───── PAGE EXTRACT ─────

# Drill bits from Grizzly



## tkollen (Jan 3, 2013)

I have been shopping around for a good complete set of UNC/UNF (1/64" to 1/2", 1-60, A-Z) drill bits and recently came across this 115 pcs HSS set from Grizzly with TiN coating. Until now I have bought high quality, US or German made, HSS/TiN drill bits from Grainger in a piecemeal fashion and always paid several dollars per piece. Here Grizzly seems to offer the same thing at $54 for the set or ca. 50 cents/piece. The price is very appealing but I am afraid to buy any substandard Chinese quality drill bits. 

Does anyone have any experience with these Grizzly drill bits? I would appreciate any advise you can give me.


Tom


----------



## jumps4 (Jan 3, 2013)

I have purchased the same set from harbor freight with good results but keep them from getting too hot and well lubed. now i bought their cobalt set it is a lot better for really not a lot more. what kills me is buying a replacement if i break one  ouch!
steve


----------



## Pitchfire (Jan 4, 2013)

Be advised that these have a shallow angle and wide web and are going to walk every time if they don't have a great pilot hole.


----------



## swatson144 (Jan 4, 2013)

───── RECORDS SHOWN ─────

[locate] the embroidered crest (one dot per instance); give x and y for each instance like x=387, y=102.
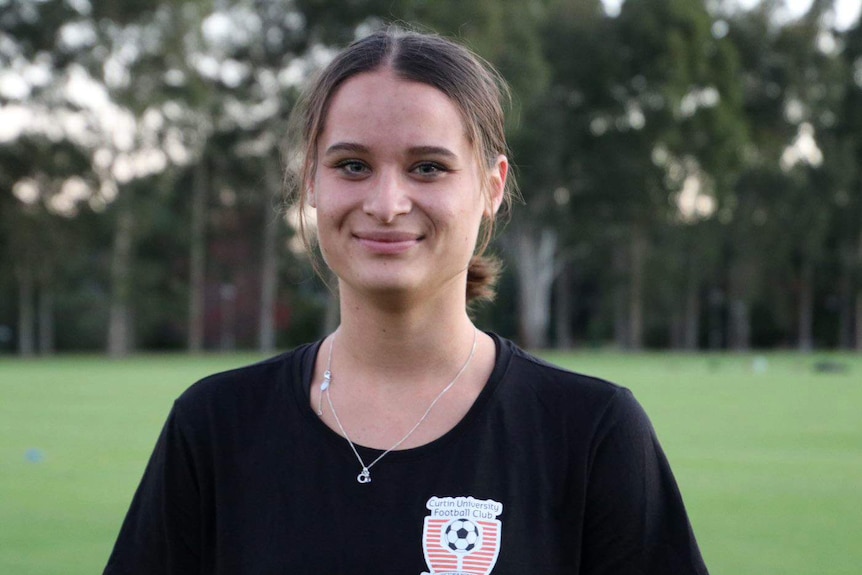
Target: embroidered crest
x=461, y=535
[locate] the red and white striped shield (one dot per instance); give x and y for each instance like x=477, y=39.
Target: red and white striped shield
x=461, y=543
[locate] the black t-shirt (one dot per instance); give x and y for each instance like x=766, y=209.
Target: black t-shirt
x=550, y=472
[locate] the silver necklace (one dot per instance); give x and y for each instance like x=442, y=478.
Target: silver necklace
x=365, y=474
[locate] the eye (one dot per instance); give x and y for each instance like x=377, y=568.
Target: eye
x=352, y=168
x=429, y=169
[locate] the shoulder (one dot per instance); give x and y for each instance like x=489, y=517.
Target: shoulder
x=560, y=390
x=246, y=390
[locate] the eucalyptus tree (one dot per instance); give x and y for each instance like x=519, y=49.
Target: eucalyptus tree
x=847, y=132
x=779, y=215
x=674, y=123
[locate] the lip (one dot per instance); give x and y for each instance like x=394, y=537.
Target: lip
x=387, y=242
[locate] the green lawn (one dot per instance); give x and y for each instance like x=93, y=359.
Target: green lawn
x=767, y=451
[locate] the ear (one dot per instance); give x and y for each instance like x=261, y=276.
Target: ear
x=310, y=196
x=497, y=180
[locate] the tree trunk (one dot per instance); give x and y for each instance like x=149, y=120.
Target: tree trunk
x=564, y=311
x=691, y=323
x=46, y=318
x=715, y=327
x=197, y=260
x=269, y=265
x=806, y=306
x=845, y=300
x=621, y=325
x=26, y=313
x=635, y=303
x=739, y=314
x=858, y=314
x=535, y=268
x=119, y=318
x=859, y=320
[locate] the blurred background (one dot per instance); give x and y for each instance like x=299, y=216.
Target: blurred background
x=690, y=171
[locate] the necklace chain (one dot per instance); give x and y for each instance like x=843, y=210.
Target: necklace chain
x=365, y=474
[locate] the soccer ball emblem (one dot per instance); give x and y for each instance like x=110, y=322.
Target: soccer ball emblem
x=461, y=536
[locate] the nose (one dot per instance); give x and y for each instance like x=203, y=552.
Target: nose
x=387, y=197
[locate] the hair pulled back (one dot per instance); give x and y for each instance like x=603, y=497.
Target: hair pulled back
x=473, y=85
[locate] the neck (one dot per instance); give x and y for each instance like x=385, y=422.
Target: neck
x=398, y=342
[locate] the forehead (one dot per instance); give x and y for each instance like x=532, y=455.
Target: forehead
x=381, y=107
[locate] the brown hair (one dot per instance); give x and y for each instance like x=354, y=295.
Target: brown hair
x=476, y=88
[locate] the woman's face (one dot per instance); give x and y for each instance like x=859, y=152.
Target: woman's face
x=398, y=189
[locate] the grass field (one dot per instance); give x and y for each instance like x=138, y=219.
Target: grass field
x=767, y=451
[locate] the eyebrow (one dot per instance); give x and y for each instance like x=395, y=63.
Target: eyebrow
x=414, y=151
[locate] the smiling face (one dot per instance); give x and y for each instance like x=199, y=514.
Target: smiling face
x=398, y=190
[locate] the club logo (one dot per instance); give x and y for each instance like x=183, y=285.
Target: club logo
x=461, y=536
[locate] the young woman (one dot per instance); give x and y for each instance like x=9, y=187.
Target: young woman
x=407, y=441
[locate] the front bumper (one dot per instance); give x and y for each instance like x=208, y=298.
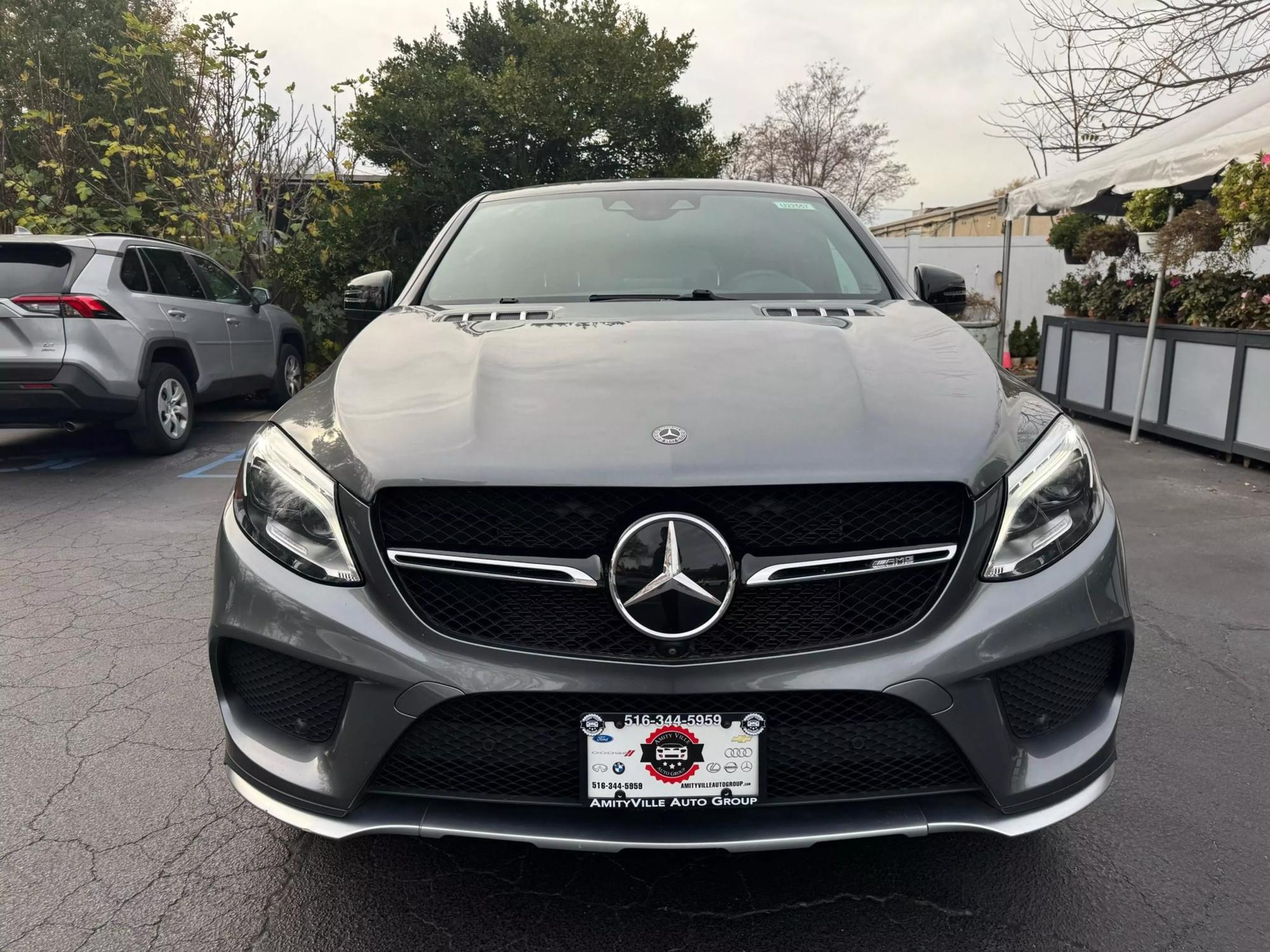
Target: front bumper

─────

• _TO-DO LIST_
1 > Please rewrite the stretch of entries from the start of the entries through the line containing "x=461, y=543" as a JSON list of strings, one string per line, leaving out blank lines and the pictures.
2 > Extend the forum thread on Grizzly drill bits from where it stops.

• _EXERCISE RESULTS_
1 >
[
  "[locate] the embroidered crest (one dot per instance); give x and y for each instance like x=387, y=102.",
  "Target: embroidered crest",
  "x=461, y=535",
  "[locate] the red and white striped shield (one dot per instance); give x and y for each instance like x=477, y=39.",
  "Target: red and white striped shield",
  "x=461, y=543"
]

2 >
They beat nothing but marginally. I bought a set since you can't really by a HUOT index/box for that. I simply use them when I have nothing better and buy a good bit to replace the ones I use, eventually you end up with a good index of the sizes you use, and still have drills that will be good for a couple holes if needed. I don't regret buying them.

Steve


----------



## tkollen (Jan 4, 2013)

Thanks guys. Your info made me decide to spend a little bit more and get a 115 pcs set with black oxide coating and index case from Republic Drill.


----------



## starion007 (Jan 8, 2013)

Be advised that these have a shallow angle and wide web and are going to walk every time if they don't have a great pilot hole.


Can you explain that a little more? how do I tell when looking at the drill tip?

Thanks, Mark


----------



## flutedchamber (Jan 18, 2013)

starion007 said:


> Be advised that these have a shallow angle and wide web and are going to walk every time if they don't have a great pilot hole.
> 
> 
> Can you explain that a little more? how do I tell when looking at the drill tip?
> ...



The web is the part of the drill where the two flutes meet.  It forms the point on the drill bit.  If this isn't thinned, it walks rather than bites in.  The shallow angle (probably 115*, not the usual 135*) compounds the problem.  You only get what you pay for, if you're lucky.


----------



## joesmith (Jan 18, 2013)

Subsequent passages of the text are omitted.